─── 抜粋本文 ───

誰もいない映画館

笠井瑞丈

10月18日祖母が亡くなった

5年過ごしたドイツから父と二人で日本に帰る
私は9才から11才の2年間を祖母と過ごす

あまり父も家にいなかったので
おおくの時間を祖母と過ごした

ドイツの学校から
日本の学校に移る

最初は日本の環境に慣れることが出来ず
友達も作ることが出来なかった

ドイツでは野原を駆け回って
サッカーをしてよく遊んでいた

日本ではちょうどファミコンが一大ブームの時であった
遊ぶと言ったら誰々の家に行ってファミコンをして遊ぶ

私にはまだその「誰々」というものがいなかった
学校終わりはいつも「今日誰々の家に何時に集合ね」

─── 提供データ ───

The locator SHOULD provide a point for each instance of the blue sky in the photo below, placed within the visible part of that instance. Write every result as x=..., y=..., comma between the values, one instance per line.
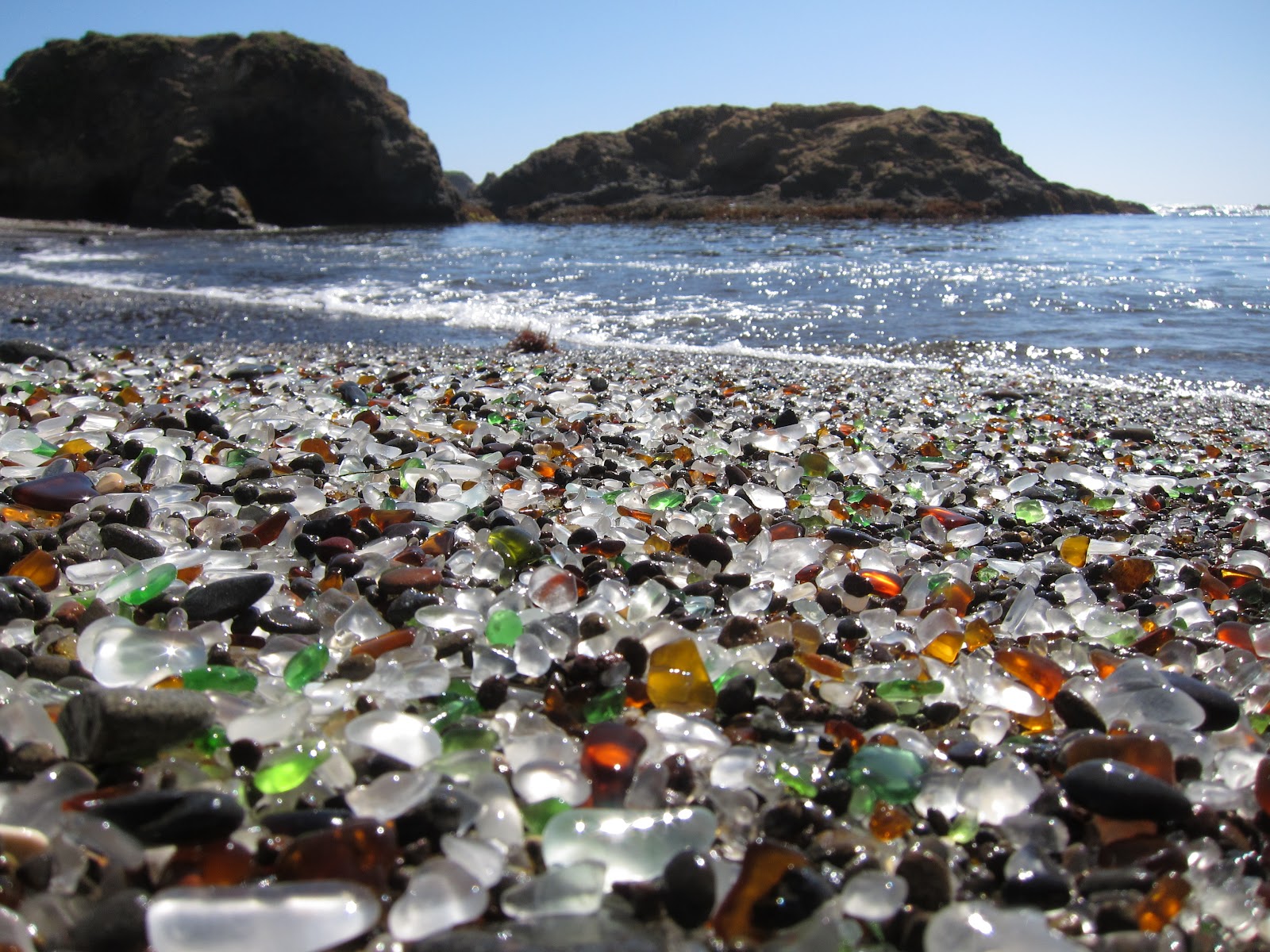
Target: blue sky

───

上の抜粋本文を、一字一句変えずに全文そのまま出力してもらえますか。

誰もいない映画館

笠井瑞丈

10月18日祖母が亡くなった

5年過ごしたドイツから父と二人で日本に帰る
私は9才から11才の2年間を祖母と過ごす

あまり父も家にいなかったので
おおくの時間を祖母と過ごした

ドイツの学校から
日本の学校に移る

最初は日本の環境に慣れることが出来ず
友達も作ることが出来なかった

ドイツでは野原を駆け回って
サッカーをしてよく遊んでいた

日本ではちょうどファミコンが一大ブームの時であった
遊ぶと言ったら誰々の家に行ってファミコンをして遊ぶ

私にはまだその「誰々」というものがいなかった
学校終わりはいつも「今日誰々の家に何時に集合ね」